TASK INPUT:
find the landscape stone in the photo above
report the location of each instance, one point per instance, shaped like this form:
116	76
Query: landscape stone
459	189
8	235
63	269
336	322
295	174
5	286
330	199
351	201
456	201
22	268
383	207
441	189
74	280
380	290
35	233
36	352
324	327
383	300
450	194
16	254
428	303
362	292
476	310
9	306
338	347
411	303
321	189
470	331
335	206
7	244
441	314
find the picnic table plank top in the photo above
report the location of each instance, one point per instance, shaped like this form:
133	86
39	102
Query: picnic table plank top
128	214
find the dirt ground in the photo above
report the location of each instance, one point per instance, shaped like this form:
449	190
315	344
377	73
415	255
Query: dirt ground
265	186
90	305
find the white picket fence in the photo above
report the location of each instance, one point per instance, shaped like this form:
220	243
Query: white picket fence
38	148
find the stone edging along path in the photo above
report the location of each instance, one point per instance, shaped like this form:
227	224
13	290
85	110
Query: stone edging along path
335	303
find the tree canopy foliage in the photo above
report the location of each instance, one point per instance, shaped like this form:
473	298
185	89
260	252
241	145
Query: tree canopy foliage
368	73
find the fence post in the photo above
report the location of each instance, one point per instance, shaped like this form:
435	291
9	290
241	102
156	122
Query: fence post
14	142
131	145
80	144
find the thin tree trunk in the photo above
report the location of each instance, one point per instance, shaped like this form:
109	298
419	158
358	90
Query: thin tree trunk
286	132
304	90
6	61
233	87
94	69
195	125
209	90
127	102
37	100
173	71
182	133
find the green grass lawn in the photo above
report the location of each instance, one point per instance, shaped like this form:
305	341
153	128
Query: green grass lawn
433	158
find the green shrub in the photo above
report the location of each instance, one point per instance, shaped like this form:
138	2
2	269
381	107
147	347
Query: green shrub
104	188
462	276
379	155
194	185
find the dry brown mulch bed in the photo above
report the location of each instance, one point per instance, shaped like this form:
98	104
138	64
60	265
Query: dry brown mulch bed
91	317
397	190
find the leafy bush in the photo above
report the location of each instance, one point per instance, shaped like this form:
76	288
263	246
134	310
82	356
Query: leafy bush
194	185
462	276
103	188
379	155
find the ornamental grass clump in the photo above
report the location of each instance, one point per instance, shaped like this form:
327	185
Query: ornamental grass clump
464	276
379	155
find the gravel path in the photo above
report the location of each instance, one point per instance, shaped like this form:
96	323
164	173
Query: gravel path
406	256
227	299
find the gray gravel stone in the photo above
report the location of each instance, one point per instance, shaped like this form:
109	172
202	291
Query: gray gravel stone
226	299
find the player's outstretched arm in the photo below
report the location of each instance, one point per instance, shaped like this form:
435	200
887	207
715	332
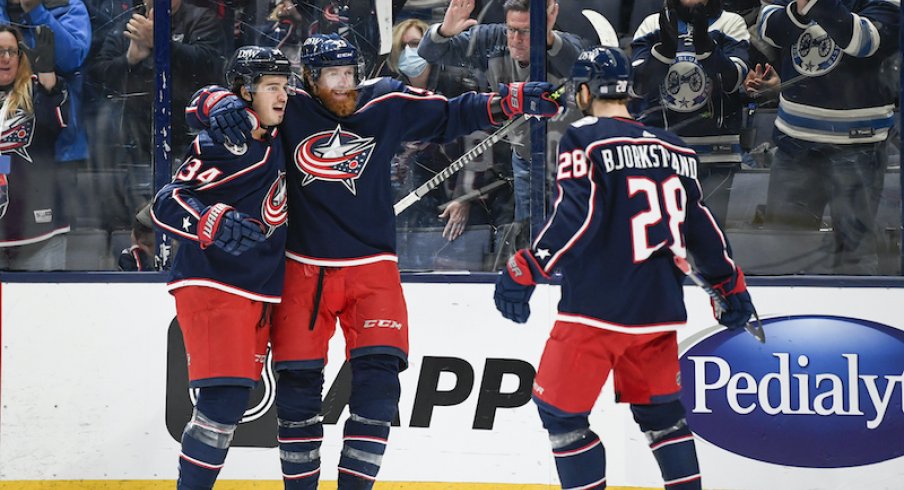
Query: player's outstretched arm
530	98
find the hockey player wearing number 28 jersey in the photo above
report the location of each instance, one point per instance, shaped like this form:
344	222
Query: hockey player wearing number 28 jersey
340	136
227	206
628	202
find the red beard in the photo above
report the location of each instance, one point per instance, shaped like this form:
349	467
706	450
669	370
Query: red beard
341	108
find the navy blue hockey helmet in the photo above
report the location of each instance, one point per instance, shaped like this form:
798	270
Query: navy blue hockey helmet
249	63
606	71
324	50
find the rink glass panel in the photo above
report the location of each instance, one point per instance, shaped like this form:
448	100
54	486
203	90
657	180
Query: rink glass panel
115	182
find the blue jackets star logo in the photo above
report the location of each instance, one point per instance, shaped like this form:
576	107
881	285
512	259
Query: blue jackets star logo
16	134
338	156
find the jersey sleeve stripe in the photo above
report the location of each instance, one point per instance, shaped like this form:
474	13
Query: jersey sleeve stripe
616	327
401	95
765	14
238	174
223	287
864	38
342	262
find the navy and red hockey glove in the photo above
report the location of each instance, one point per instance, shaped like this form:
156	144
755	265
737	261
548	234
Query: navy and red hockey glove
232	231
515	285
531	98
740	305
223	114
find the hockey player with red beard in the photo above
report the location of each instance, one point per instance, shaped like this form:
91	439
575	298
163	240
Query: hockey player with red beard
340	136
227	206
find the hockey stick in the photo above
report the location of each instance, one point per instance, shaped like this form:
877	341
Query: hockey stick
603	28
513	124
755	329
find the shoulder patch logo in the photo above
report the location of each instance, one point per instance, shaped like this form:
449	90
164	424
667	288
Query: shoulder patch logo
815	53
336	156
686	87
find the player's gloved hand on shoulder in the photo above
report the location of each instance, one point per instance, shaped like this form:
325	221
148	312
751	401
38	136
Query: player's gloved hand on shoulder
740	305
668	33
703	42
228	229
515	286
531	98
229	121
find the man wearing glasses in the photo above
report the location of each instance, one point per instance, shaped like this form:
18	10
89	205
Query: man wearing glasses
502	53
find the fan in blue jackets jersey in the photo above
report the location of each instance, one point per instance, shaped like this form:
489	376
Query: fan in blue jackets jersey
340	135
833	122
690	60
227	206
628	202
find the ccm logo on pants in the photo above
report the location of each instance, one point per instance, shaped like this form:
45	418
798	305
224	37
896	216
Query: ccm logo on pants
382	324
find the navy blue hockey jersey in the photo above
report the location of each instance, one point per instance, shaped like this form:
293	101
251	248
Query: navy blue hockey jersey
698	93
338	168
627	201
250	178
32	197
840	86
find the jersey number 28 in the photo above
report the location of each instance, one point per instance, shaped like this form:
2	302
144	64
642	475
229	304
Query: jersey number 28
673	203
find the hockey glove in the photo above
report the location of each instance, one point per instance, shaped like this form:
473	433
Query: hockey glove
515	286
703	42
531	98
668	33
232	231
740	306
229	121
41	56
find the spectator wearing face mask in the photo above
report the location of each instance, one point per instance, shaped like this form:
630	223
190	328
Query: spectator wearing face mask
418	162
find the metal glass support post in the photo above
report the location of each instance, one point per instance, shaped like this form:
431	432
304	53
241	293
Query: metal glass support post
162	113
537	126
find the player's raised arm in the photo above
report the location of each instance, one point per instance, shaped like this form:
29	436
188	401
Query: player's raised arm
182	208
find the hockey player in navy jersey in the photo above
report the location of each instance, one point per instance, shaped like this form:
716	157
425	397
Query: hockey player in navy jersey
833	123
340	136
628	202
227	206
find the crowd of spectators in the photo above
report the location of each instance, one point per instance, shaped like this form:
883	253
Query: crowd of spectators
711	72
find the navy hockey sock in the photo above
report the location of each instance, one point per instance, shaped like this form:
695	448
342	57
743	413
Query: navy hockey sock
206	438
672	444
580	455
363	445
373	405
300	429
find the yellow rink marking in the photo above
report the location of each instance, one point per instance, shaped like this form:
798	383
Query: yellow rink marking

WHAT YOU ARE ASKED TO DO:
Turn every line of the records above into a two-column Markdown table headed Row and Line, numbering the rows and skipping blank lines. Leave the pictures out.

EXERCISE OUTPUT:
| Row | Line |
|---|---|
| 1 | find the landscape stone in the photo above |
| 2 | report the location of each instance, one point per instance, shaped like this form: |
| 3 | 116	76 |
| 4 | Query: landscape stone |
| 5 | 459	189 |
| 6 | 8	235 |
| 7 | 63	269 |
| 8 | 336	322 |
| 9 | 295	174 |
| 10 | 5	286 |
| 11 | 330	199 |
| 12 | 351	201 |
| 13 | 456	201 |
| 14 | 22	268 |
| 15 | 383	207 |
| 16 | 441	189 |
| 17 | 74	280 |
| 18 | 380	290 |
| 19 | 35	233 |
| 20 | 36	352 |
| 21 | 324	327 |
| 22 | 383	300 |
| 23 | 450	194 |
| 24 | 16	254 |
| 25 | 428	303 |
| 26 | 362	292 |
| 27 | 476	310 |
| 28 | 9	306 |
| 29 | 338	347 |
| 30 | 411	303 |
| 31 | 321	189 |
| 32 | 470	331 |
| 33 | 335	206 |
| 34 | 7	244 |
| 35 | 441	314 |
| 36 | find the picnic table plank top in the photo above |
| 37 | report the location of each instance, one point per instance, shaped like this form: |
| 38 | 133	86 |
| 39 | 39	102 |
| 40 | Query: picnic table plank top |
| 41 | 128	214 |
| 42 | find the dirt ground in the photo above |
| 43 | report the location of each instance, one point per instance, shaped like this form: |
| 44 | 449	190 |
| 45 | 315	344 |
| 46 | 377	73 |
| 47 | 415	255 |
| 48 | Query: dirt ground |
| 49 | 265	186 |
| 50 | 90	305 |
| 51 | find the white picket fence in the photo above |
| 52 | report the location of each instance, one point per instance, shaped like this form: |
| 53 | 220	243 |
| 54 | Query: white picket fence |
| 55 | 38	148 |
| 56 | find the stone edging along path in the photo above |
| 57 | report the location of each instance, one point per instance, shaped like this form: |
| 58 | 227	224 |
| 59 | 13	290 |
| 60 | 85	110 |
| 61 | Query: stone edging along path |
| 62 | 335	303 |
| 63 | find the tree canopy foliage in the photo above |
| 64 | report the location of each instance, one point per instance, shaped like this form: |
| 65 | 473	298 |
| 66 | 185	89 |
| 67 | 260	252 |
| 68 | 241	145 |
| 69 | Query: tree canopy foliage |
| 70 | 368	73 |
| 71 | find the fence post in the photo above |
| 72 | report the location of each instance, one point per instance, shaped like this form: |
| 73 | 435	291 |
| 74 | 9	290 |
| 75 | 241	102 |
| 76 | 156	122 |
| 77 | Query: fence post |
| 78 | 14	142 |
| 79 | 131	145 |
| 80 | 80	144 |
| 81 | find the thin tree trunk in the photo above |
| 82 | report the location of each instance, one point per instance, shaped like this form: |
| 83 | 109	298 |
| 84 | 419	158 |
| 85 | 358	90 |
| 86 | Query: thin tree trunk |
| 87 | 286	132 |
| 88 | 304	90 |
| 89 | 6	61 |
| 90 | 233	87 |
| 91 | 94	69 |
| 92 | 195	125 |
| 93 | 209	90 |
| 94 | 127	102 |
| 95 | 37	100 |
| 96 | 173	71 |
| 97 | 182	133 |
| 98 | find the green grass lawn in the photo above |
| 99 | report the location of each instance, one point per instance, shaped like this form: |
| 100 | 305	341 |
| 101 | 153	128 |
| 102 | Query: green grass lawn |
| 103 | 433	158 |
| 104 | find the green shrub in the photo above |
| 105 | report the location of each instance, one point per instance, shaped like this form: |
| 106 | 138	2 |
| 107 | 2	269 |
| 108 | 381	107 |
| 109 | 147	347 |
| 110 | Query: green shrub |
| 111 | 104	188 |
| 112 | 462	276 |
| 113 | 379	155 |
| 114 | 194	185 |
| 115 | find the dry brown mulch bed in the photo above |
| 116 | report the location of each instance, one point per instance, shaped like this form: |
| 117 | 98	104 |
| 118 | 138	64 |
| 119 | 60	265 |
| 120 | Query: dry brown mulch bed |
| 121 | 91	317 |
| 122 | 397	190 |
| 123 | find the leafy bush in the photo above |
| 124 | report the location of each instance, one point per instance, shaped like this form: |
| 125 | 76	288 |
| 126 | 263	246 |
| 127 | 134	310 |
| 128 | 82	356 |
| 129 | Query: leafy bush |
| 130 | 194	185 |
| 131 | 462	276 |
| 132 | 103	188 |
| 133 | 379	155 |
| 134 | find the ornamental grass clump in the photo above |
| 135 | report the location of each instance, one point per instance, shaped like this form: |
| 136 | 327	185 |
| 137 | Query: ornamental grass clump |
| 138 | 464	276 |
| 139 | 379	155 |
| 140 | find the gravel path in the photo above |
| 141 | report the location of each instance, one point per instance, shaped like this form: |
| 142 | 96	323 |
| 143 | 164	173 |
| 144 | Query: gravel path |
| 145 | 406	256 |
| 146 | 227	299 |
| 147 | find the gray gravel stone in the photo above |
| 148 | report the location of each instance, one point per instance, shaped like this form: |
| 149 | 109	172 |
| 150 | 202	291 |
| 151 | Query: gray gravel stone |
| 152 | 226	299 |
| 153 | find the player's outstretched arm in the photo below |
| 154 | report the location of each instance, one point per instance, shaped like this form: |
| 155 | 435	200 |
| 156 | 887	207 |
| 157 | 715	332 |
| 158 | Query: player's outstretched arm |
| 159 | 530	98 |
| 160 | find the hockey player wearing number 28 jersey in the photo above |
| 161 | report the location of each instance, one point per instance, shaped like this form: |
| 162 | 344	222 |
| 163 | Query: hockey player wearing number 28 jersey |
| 164 | 340	136 |
| 165 | 227	206 |
| 166 | 628	202 |
| 167 | find the red beard in the photo above |
| 168 | report the location of each instance, one point per instance, shaped like this form: |
| 169 | 349	467 |
| 170 | 706	450 |
| 171 | 669	370 |
| 172 | Query: red beard |
| 173 | 341	108 |
| 174 | find the navy blue hockey helmet in the photo above |
| 175 | report the location of each instance, one point per instance, shaped like this form: |
| 176 | 798	270 |
| 177 | Query: navy blue hockey helmet |
| 178 | 249	63 |
| 179 | 606	71 |
| 180 | 324	50 |
| 181 | find the rink glass panel in the photo above |
| 182 | report the location of each instance, one point per instance, shaped like this form: |
| 183 | 448	100 |
| 184 | 54	486 |
| 185 | 203	90 |
| 186 | 657	180 |
| 187 | Query: rink glass panel |
| 188 | 115	182 |
| 189 | find the blue jackets star logo in the photo above |
| 190 | report the location of each instance, one point per instance, shaped like this form: |
| 191 | 576	107 |
| 192 | 881	285 |
| 193 | 512	259 |
| 194 | Query: blue jackets star logo |
| 195 | 16	134 |
| 196 | 338	156 |
| 197 | find the jersey sleeve stripe in the photo above |
| 198 | report the location of each instance, one point per instance, shaped like this form: |
| 199 | 474	13 |
| 200 | Query: jersey sleeve stripe |
| 201 | 616	327 |
| 202 | 401	95 |
| 203 | 765	14 |
| 204 | 238	174 |
| 205 | 223	287 |
| 206 | 864	38 |
| 207 | 342	262 |
| 208 | find the navy and red hockey glove in the photo above |
| 209 | report the location of each instance, one point per instance, shaped like this form: |
| 210 | 156	144 |
| 211 | 755	265 |
| 212 | 737	261 |
| 213 | 548	234 |
| 214 | Query: navy and red hockey glove |
| 215 | 232	231 |
| 216 | 515	285 |
| 217 | 531	98 |
| 218 | 740	305 |
| 219 | 223	114 |
| 220 | find the hockey player with red beard in the photo above |
| 221 | report the location of each instance, one point per instance, shaped like this form: |
| 222 | 91	439 |
| 223 | 575	298 |
| 224 | 163	240 |
| 225 | Query: hockey player with red beard |
| 226 | 340	136 |
| 227 | 227	206 |
| 228 | find the hockey stick in the photo above |
| 229 | report the location of each instance, one point per instance, shaped like this form: |
| 230 | 877	341 |
| 231 | Query: hockey stick |
| 232 | 603	28 |
| 233 | 513	124 |
| 234 | 755	329 |
| 235 | find the shoulder patch logo in the photo above |
| 236 | report the location of each instance, one point per instance, shaped like this form: |
| 237 | 449	90 |
| 238 | 164	424 |
| 239 | 667	288 |
| 240 | Query: shoulder patch logo |
| 241 | 815	53 |
| 242 | 336	156 |
| 243 | 686	87 |
| 244 | find the player's gloved hand on shoulder in the photo above |
| 245 | report the location of each instance, one point per instance, shaped like this form: |
| 246 | 325	221 |
| 247 | 148	312 |
| 248 | 751	401 |
| 249 | 38	136 |
| 250 | Query: player's gloved hand on shoulder |
| 251 | 740	305 |
| 252 | 668	33 |
| 253 | 703	42 |
| 254 | 228	229 |
| 255 | 515	286 |
| 256 | 531	98 |
| 257 | 229	121 |
| 258 | find the man wearing glasses in the photo above |
| 259 | report the location of each instance, one point per instance, shaped like this form: |
| 260 | 18	10 |
| 261 | 89	205 |
| 262 | Query: man wearing glasses |
| 263 | 502	53 |
| 264 | find the fan in blue jackets jersey in the photo above |
| 265 | report the location of each instance, one point per instance, shaped like this form: |
| 266 | 489	376 |
| 267 | Query: fan in blue jackets jersey |
| 268 | 340	135 |
| 269 | 833	122 |
| 270 | 690	60 |
| 271 | 227	206 |
| 272 | 628	202 |
| 273 | find the ccm logo on pants in the photo above |
| 274 | report the location of each instance, one point per instance, shaped like this form: |
| 275 | 45	418 |
| 276 | 798	305 |
| 277 | 224	37 |
| 278 | 896	216 |
| 279 | Query: ccm logo on pants |
| 280 | 382	324 |
| 281 | find the navy blue hockey jersey in the photo above |
| 282 | report the location of each instance, one point per instance, shaped like this form: |
| 283 | 293	101 |
| 284 | 251	248 |
| 285 | Query: navy blue hockey jersey |
| 286 | 698	93 |
| 287 | 338	168 |
| 288 | 627	201 |
| 289 | 250	178 |
| 290 | 32	197 |
| 291 | 840	86 |
| 292 | find the jersey number 28 in the photo above |
| 293 | report the location of each instance, one point per instance, shaped like this form: |
| 294 | 2	302 |
| 295 | 144	64 |
| 296 | 642	475 |
| 297 | 229	304 |
| 298 | Query: jersey number 28 |
| 299 | 673	203 |
| 300 | find the hockey glove in the photo above |
| 301 | report the location of each instance, one point per instance, shaped like this form: |
| 302 | 473	433 |
| 303 | Query: hockey glove |
| 304 | 515	286 |
| 305 | 703	42 |
| 306 | 531	98 |
| 307 | 668	33 |
| 308 | 232	231 |
| 309 | 740	306 |
| 310 | 229	121 |
| 311 | 41	56 |
| 312 | find the spectator wearing face mask in the photo above |
| 313 | report the location of each instance, one point per instance, shaped like this form: |
| 314 | 630	223 |
| 315 | 190	328 |
| 316 | Query: spectator wearing face mask |
| 317 | 418	162 |
| 318 | find the metal glass support post in the photo above |
| 319 | report the location of each instance, one point per instance, shaped like this form: |
| 320 | 431	432 |
| 321 | 304	53 |
| 322 | 241	293 |
| 323 | Query: metal glass support post |
| 324 | 162	113 |
| 325 | 537	126 |
| 326 | find the player's raised arm in the photo above |
| 327 | report the location of each instance, one point per instance, shaped like this form: |
| 328 | 29	436 |
| 329 | 188	401 |
| 330 | Query: player's raised arm |
| 331 | 182	208 |
| 332 | find the hockey player in navy jersey in the photo above |
| 333 | report the location of each instance, one point per instance, shaped like this form: |
| 334 | 716	157 |
| 335 | 425	397 |
| 336 | Query: hockey player in navy jersey |
| 337 | 833	123 |
| 338 | 340	136 |
| 339 | 628	202 |
| 340 | 227	206 |
| 341 | find the crowd of spectators in the photo above |
| 342 | report the location of each instance, one point per instance, shaped like this form: |
| 343 | 883	253 |
| 344 | Query: crowd of spectators |
| 345 | 711	72 |
| 346 | find the navy hockey sock in the photo above |
| 347 | report the location of each instance, one point per instance, shaped like this form: |
| 348 | 695	448 |
| 349 | 342	57 |
| 350 | 743	413 |
| 351 | Query: navy hockey sock |
| 352 | 206	438 |
| 353 | 672	444 |
| 354 | 580	455 |
| 355 | 363	445 |
| 356 | 373	405 |
| 357 | 300	429 |
| 358 | find the yellow rink marking in the photo above |
| 359 | report the location of each instance, one point per instance, shaped like this form: |
| 360 | 798	383 |
| 361 | Query: yellow rink marking |